--- DOCUMENTO DI ORIGINE ---

Economia, Stati Generali e Keynes

Intervista agli autori del sito Kritica economica. Un contributo al dibattito sulle scelte strategiche del nostro Paese a partire dalla lezione del grande economista inglese John Maynard Keynes
Keynes e politica sociale. Protesta sindacale Roberto Monaldo / LaPresse

Le scelte di politica economica che l’Italia deve compiere in questi giorni necessiterebbero di un dibattito adeguato e diffuso. È quello che ha iniziato a stimolare, in piena pandemia, un gruppo di studenti universitari e giovani ricercatori con il sito Kritica economica. Una serie di analisi e dialoghi on line accessibili e orientati, appunto, ad un approccio “critico” verso il pensiero prevalente in economia.
Abbiamo già sentito il parere del think tank Tortuga, giovani economisti provenienti dalla Bocconi e direttamente collegati con tale ateneo.

Vogliamo ora conoscere il punto di vista dei promotori di Kritica economica, alcuni dei quali studiano nella stessa università milanese. Le loro risposte sono il frutto del lavoro comune di Alessandro Bonetti, Andrea Muratore, Edoardo Sala, Ivan Giovi, Luca Giangregorio, Matteo Nepi e Matteo Lipparini

Per quale motivo coltivate un pensiero critico verso la corrente prevalente in economia ?

--- RIGHE FORNITE ---

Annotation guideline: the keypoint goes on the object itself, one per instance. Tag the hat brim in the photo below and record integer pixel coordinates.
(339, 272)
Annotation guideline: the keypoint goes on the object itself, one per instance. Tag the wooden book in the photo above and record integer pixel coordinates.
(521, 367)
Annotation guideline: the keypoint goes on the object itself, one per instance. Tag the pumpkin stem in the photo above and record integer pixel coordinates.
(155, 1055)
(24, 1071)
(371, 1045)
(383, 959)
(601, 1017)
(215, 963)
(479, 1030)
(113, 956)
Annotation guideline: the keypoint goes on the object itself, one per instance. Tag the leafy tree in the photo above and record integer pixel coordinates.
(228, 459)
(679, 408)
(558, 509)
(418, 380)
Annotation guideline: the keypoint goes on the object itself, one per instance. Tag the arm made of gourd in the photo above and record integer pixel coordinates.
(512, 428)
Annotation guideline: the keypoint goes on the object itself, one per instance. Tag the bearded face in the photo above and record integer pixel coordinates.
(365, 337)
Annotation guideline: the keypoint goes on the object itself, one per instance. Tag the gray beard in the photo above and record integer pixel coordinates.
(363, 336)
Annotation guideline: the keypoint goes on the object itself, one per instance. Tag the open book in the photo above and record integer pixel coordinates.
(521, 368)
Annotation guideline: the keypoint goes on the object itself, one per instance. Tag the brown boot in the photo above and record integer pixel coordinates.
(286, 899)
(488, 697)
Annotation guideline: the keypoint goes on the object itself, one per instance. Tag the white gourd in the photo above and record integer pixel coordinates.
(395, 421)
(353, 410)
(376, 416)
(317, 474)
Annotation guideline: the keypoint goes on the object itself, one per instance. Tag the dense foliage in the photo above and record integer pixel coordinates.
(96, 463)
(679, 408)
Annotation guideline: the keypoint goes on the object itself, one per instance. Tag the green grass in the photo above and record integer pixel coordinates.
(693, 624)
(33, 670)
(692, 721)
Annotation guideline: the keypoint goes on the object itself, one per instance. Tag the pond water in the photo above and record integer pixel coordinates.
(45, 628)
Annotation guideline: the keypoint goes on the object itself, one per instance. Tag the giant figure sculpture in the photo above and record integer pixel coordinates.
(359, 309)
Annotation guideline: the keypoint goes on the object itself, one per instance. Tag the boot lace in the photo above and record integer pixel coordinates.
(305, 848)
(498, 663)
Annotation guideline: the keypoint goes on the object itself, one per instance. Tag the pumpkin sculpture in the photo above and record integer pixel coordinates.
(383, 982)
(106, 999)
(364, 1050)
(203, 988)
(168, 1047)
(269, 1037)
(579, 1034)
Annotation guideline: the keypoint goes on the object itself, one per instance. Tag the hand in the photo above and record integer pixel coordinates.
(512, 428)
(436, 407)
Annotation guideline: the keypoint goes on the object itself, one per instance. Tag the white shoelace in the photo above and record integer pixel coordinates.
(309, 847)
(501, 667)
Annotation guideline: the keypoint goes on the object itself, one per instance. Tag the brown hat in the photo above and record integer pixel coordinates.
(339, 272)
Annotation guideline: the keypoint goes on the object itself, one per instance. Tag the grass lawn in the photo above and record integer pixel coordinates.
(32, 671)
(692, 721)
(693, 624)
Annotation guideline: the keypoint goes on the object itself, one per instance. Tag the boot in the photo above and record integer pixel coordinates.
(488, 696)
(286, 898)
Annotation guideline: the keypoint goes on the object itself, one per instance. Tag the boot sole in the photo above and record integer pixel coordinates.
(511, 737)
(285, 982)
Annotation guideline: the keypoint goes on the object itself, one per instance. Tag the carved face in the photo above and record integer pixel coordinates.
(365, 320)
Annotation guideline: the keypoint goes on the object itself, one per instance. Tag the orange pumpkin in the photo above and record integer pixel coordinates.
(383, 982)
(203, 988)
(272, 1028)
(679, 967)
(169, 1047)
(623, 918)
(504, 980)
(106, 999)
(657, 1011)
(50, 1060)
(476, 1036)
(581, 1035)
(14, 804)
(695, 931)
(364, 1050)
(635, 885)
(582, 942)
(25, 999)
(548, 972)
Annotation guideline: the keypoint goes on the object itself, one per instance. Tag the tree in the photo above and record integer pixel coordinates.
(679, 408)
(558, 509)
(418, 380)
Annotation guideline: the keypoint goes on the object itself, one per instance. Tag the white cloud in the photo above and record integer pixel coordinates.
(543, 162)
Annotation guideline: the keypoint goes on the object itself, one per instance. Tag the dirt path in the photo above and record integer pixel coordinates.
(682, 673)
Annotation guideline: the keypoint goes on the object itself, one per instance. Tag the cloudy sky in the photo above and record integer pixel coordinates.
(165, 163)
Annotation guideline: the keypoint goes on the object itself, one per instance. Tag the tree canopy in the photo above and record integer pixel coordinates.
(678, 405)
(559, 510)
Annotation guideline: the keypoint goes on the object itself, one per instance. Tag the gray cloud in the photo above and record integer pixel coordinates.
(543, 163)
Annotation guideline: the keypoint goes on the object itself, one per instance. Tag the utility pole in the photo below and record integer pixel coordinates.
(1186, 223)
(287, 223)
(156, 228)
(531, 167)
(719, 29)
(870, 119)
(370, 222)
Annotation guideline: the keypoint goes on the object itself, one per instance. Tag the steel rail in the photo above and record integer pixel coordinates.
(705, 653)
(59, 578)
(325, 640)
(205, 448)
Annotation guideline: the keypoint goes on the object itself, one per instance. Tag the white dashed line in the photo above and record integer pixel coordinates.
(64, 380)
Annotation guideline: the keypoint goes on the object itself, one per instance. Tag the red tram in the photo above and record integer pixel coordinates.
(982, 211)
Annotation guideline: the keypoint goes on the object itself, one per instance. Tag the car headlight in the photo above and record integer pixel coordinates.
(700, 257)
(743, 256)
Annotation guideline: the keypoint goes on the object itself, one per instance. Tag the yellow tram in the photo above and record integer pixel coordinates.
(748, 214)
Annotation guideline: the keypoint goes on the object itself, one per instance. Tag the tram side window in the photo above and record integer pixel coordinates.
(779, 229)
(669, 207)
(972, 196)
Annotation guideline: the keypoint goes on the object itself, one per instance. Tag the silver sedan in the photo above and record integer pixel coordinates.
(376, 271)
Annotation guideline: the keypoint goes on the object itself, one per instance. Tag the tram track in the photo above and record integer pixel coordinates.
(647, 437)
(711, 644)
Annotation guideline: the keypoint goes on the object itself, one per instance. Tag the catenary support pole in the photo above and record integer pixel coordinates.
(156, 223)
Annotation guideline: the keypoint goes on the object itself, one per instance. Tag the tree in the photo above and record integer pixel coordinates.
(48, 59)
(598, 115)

---

__COMPITI RICHIESTI__.
[1] Puoi ricopiare dall'articolo il passo che si apre con le parole contenenti "Economia, Stati Generali" e si chiude con "con tale ateneo."?
[2] Puoi riscrivere in un breve elenco, senza perdere i fatti principali, il paragrafo dell'articolo che inizia con "Le scelte di politica economica"?
Per rispondere serve soltanto l'articolo, nient'altro.

__RISPOSTE PER PUNTO__.
[1]
Economia, Stati Generali e Keynes

Intervista agli autori del sito Kritica economica. Un contributo al dibattito sulle scelte strategiche del nostro Paese a partire dalla lezione del grande economista inglese John Maynard Keynes
Keynes e politica sociale. Protesta sindacale Roberto Monaldo / LaPresse

Le scelte di politica economica che l’Italia deve compiere in questi giorni necessiterebbero di un dibattito adeguato e diffuso. È quello che ha iniziato a stimolare, in piena pandemia, un gruppo di studenti universitari e giovani ricercatori con il sito Kritica economica. Una serie di analisi e dialoghi on line accessibili e orientati, appunto, ad un approccio “critico” verso il pensiero prevalente in economia.
Abbiamo già sentito il parere del think tank Tortuga, giovani economisti provenienti dalla Bocconi e direttamente collegati con tale ateneo.

[2]
- Le scelte di politica economica che l'Italia deve compiere in questi giorni richiederebbero un dibattito adeguato e diffuso.
- In piena pandemia, un gruppo di studenti universitari e giovani ricercatori ha iniziato a stimolarlo con il sito Kritica economica.
- Il sito propone analisi e dialoghi on line accessibili, con un approccio "critico" verso il pensiero prevalente in economia.